* [Stated problem]: Your output must consist solely of the lines from the one containing "checkered kitchen towel" through the end of the records, reproduced exactly.

* [Information given]:

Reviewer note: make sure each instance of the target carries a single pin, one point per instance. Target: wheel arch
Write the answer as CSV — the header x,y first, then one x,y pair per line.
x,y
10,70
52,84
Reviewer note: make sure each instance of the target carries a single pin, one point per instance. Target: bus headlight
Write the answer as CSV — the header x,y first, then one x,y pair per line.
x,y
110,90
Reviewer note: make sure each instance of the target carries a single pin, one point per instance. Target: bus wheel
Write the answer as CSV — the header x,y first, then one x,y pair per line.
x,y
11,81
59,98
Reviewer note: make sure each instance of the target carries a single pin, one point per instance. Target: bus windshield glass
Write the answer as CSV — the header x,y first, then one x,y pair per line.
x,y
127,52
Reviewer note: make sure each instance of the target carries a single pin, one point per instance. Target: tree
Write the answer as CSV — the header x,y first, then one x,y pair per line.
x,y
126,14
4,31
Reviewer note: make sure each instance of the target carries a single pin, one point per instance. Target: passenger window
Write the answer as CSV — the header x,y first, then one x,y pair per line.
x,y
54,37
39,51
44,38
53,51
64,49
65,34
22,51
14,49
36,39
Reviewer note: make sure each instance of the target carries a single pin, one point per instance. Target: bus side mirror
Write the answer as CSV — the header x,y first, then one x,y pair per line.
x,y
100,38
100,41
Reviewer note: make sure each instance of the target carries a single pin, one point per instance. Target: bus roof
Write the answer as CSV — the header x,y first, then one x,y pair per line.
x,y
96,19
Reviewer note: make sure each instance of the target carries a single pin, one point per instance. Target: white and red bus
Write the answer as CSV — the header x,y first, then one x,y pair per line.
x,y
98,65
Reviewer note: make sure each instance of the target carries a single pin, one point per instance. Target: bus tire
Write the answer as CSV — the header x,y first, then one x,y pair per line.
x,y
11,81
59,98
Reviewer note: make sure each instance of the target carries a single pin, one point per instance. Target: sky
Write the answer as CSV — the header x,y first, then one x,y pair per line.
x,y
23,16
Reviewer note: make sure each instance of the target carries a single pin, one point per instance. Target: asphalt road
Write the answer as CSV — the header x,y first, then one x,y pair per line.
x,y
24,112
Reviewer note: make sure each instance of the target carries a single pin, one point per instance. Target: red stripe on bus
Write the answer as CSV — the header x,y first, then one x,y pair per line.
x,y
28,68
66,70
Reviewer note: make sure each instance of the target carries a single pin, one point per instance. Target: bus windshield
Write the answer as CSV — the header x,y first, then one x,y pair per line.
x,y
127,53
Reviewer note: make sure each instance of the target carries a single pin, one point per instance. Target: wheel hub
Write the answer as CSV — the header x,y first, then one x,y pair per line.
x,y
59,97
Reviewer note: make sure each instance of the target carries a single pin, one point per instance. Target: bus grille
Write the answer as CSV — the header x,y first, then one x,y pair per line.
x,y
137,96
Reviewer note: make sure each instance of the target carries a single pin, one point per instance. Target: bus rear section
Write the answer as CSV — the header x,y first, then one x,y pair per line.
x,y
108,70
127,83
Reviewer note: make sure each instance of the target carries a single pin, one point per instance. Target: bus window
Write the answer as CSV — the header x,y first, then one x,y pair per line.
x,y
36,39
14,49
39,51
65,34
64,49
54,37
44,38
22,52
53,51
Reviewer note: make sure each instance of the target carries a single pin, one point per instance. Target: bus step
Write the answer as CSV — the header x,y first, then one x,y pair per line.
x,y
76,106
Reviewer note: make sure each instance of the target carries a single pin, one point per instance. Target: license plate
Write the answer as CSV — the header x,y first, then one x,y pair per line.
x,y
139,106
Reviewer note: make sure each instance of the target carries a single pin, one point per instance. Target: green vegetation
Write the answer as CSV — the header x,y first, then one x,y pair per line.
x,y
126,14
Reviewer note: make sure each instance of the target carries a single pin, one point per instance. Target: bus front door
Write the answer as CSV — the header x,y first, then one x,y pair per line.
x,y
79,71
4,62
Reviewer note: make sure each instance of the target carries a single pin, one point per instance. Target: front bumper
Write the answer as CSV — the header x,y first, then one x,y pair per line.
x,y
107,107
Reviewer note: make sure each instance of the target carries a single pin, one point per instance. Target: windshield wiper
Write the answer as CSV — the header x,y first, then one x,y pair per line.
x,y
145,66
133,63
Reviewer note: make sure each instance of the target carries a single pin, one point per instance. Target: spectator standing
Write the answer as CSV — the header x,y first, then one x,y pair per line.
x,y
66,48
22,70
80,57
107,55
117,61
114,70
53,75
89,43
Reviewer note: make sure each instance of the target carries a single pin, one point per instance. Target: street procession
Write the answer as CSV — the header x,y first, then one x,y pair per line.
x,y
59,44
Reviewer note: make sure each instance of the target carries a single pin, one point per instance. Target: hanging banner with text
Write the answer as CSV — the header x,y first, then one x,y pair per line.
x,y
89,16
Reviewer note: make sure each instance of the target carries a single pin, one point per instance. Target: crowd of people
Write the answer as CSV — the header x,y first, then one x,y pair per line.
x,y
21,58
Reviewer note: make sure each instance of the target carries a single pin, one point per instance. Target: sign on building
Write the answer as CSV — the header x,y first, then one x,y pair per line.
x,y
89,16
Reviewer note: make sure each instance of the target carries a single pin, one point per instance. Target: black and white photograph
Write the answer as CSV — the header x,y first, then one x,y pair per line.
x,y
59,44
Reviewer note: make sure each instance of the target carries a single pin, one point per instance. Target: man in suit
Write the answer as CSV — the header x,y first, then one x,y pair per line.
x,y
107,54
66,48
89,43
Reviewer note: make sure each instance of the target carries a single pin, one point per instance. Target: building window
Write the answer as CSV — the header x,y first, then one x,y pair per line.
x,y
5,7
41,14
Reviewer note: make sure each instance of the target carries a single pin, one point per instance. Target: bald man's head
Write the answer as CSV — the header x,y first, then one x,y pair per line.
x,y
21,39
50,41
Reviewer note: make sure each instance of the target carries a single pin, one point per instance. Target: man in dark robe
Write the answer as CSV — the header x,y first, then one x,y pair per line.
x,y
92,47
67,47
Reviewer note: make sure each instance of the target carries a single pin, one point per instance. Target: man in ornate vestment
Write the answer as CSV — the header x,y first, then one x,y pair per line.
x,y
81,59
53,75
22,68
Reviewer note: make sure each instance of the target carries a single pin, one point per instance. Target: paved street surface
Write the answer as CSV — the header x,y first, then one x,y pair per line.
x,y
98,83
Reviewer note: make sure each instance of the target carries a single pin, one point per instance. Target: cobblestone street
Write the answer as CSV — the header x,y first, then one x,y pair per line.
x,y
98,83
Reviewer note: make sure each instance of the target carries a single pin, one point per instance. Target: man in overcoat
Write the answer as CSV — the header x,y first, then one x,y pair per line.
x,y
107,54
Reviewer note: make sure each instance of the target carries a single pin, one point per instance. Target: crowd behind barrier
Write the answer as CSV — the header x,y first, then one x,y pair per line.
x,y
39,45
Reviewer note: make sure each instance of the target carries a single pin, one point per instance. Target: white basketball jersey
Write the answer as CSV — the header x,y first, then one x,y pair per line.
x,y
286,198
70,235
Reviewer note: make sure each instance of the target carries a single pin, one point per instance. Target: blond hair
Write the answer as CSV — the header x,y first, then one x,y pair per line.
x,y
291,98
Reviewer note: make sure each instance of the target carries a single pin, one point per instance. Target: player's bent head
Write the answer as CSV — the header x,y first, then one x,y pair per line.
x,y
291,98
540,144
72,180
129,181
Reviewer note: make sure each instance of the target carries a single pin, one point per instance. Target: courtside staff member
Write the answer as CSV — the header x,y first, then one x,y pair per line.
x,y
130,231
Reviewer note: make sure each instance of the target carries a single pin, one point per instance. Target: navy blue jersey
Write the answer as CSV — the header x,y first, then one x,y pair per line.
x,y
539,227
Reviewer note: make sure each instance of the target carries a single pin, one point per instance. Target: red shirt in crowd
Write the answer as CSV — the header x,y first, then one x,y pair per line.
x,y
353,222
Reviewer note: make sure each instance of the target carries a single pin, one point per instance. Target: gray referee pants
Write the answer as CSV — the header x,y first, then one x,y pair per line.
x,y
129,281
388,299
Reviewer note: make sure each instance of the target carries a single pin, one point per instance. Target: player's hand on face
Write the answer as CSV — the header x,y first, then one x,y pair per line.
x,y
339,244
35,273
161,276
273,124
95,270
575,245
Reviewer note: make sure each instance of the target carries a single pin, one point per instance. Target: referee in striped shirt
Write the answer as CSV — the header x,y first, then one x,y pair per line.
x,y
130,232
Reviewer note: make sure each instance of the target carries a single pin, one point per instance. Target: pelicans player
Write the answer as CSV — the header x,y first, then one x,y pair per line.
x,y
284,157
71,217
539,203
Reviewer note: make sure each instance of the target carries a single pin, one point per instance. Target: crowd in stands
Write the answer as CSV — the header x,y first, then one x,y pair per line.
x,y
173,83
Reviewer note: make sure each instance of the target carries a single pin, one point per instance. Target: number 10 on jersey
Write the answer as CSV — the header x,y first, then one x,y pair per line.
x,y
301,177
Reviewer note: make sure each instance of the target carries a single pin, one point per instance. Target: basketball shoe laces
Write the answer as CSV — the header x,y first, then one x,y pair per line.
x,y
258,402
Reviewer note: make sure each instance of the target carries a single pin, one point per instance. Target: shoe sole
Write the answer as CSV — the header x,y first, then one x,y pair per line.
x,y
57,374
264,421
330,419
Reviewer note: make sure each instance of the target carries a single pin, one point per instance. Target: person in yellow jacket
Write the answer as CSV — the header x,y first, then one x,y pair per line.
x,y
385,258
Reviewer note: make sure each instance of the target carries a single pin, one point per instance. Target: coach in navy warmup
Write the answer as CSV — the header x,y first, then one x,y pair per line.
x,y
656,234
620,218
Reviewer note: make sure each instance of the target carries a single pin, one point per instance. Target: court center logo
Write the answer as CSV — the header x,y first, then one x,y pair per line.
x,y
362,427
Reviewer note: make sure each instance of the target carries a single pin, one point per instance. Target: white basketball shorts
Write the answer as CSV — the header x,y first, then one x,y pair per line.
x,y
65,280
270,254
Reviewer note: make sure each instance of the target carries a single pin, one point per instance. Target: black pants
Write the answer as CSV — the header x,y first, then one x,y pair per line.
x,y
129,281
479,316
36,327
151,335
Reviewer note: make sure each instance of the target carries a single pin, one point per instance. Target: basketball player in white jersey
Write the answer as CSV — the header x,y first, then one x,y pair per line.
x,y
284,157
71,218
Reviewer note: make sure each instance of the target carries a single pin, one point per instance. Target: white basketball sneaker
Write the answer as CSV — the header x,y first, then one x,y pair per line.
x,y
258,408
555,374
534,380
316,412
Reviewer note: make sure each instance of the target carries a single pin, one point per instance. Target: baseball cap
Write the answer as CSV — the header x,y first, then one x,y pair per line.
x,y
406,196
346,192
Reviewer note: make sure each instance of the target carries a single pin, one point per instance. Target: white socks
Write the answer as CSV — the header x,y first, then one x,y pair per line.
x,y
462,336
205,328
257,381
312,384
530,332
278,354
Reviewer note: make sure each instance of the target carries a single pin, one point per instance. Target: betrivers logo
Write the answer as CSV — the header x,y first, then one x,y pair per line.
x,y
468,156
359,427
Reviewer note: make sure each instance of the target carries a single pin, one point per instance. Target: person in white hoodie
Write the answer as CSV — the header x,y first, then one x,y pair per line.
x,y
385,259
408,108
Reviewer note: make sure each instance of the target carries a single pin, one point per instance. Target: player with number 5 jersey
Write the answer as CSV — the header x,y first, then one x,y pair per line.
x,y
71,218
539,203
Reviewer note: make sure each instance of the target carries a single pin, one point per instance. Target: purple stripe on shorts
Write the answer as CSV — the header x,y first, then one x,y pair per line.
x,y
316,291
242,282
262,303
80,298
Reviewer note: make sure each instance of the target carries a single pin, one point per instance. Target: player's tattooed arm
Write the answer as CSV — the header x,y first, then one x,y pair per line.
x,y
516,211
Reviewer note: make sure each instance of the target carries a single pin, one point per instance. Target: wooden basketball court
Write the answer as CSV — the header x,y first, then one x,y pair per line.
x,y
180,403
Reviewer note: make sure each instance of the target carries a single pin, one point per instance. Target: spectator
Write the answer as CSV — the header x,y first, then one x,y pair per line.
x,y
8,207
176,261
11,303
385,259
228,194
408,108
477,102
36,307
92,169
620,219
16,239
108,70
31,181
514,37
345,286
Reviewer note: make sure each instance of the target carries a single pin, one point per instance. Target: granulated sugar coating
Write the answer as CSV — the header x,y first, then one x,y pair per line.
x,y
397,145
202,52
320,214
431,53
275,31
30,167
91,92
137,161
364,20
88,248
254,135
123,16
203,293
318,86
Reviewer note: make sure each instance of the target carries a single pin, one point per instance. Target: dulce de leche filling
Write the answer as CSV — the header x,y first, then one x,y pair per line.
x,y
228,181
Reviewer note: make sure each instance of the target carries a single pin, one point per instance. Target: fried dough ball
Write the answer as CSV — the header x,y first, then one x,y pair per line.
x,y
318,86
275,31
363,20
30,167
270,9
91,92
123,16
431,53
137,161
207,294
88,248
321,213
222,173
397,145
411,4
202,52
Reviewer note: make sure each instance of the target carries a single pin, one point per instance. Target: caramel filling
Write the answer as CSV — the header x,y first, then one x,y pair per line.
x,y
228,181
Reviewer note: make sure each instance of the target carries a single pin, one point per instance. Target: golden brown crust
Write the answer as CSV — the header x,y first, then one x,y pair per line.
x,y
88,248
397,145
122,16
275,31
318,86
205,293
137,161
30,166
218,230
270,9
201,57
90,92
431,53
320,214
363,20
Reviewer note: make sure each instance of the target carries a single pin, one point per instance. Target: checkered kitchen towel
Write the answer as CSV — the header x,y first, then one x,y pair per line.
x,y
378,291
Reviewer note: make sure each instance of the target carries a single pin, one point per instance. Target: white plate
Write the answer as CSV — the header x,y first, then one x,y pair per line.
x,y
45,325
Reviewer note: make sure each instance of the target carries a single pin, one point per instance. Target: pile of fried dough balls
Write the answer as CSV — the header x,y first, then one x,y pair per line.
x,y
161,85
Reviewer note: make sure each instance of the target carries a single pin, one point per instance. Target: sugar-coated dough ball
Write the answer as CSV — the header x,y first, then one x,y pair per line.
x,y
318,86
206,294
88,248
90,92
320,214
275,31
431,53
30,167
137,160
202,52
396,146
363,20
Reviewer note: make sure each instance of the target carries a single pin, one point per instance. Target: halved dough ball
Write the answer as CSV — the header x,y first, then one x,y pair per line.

* [Exercise answer]:
Reviewer note: make sure each instance of the target carries a single pin, one point per instance. Target: checkered kitchen towel
Write the answer as CSV — the header x,y first, then one x,y pair per line.
x,y
378,291
Reviewer note: make sure each instance of the target carries a single pin, one point per instance. Target: white plate
Write the answer as CSV — the header x,y first, then one x,y pair per line.
x,y
45,325
Reviewer note: make sure each instance of the target carries a single pin, one point per instance. Target: pile of fried dough balls
Write the answer as CSV — the header x,y first, then one x,y pair per line.
x,y
161,85
Reviewer note: make sure each instance of the target carries a single pin, one point per instance. Target: sugar-coated dough ball
Write the answer as CSV — the header x,y first, then one x,y pair per line.
x,y
318,86
206,294
88,248
90,92
320,214
275,31
431,53
30,167
137,160
202,52
396,146
363,20
Reviewer note: make sure each instance of the target carries a single pin, one point per instance. Target: halved dough ball
Write the answer as CSV — the header x,y first, then one x,y pair per line.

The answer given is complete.